(Page):
§
4

According to https://www.emacswiki.org/emacs/RegularExpression#regexp

 \(\w+\) +\1\>       

finds two consecutive identical words. It works if the words are in the same line separated by an arbitrary number of white spaces. How to find consecutive identical words not necessarily in the same line by a regexp? According to the link above

\(\<\w+\>\)\s-+\1

can do the job. But I don't know why it cannot find the duplicate words file file below

;; This buffer is for notes you don't want to save, and for Lisp evaluation.
;; If you want to create a file, visit that file  
file with C-x C-f,
;; then enter the text in in that file's own buffer.
5

\s- matches a whitespace character. A newline character can have whitespace syntax in some modes, but often it does not. Many programming modes change the syntax of newlines to that of a comment end, for instance. So your regexp works in Text mode but not in Lisp interaction mode (used in *scratch*, for instance).
§
(Information shown):
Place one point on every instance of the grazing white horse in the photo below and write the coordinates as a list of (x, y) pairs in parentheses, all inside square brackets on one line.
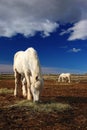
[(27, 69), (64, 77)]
§
(The tasks):
**1)** Answer these questions using the Emacs regexp text:
(a) What does the first regexp, "\(\w+\) +\1\>", find?
(b) What does \s- match?
(c) In which mode does the regexp work, and in which does it not?
**2)** Set down everything in the Emacs regexp text from "finds two consecutive" down to "for Lisp evaluation.".

(The results):
**1)**
(a) Two consecutive identical words, when they are on the same line separated by any number of white spaces.
(b) A whitespace character.
(c) It works in Text mode but not in Lisp interaction mode.

**2)**
finds two consecutive identical words. It works if the words are in the same line separated by an arbitrary number of white spaces. How to find consecutive identical words not necessarily in the same line by a regexp? According to the link above

\(\<\w+\>\)\s-+\1

can do the job. But I don't know why it cannot find the duplicate words file file below

;; This buffer is for notes you don't want to save, and for Lisp evaluation.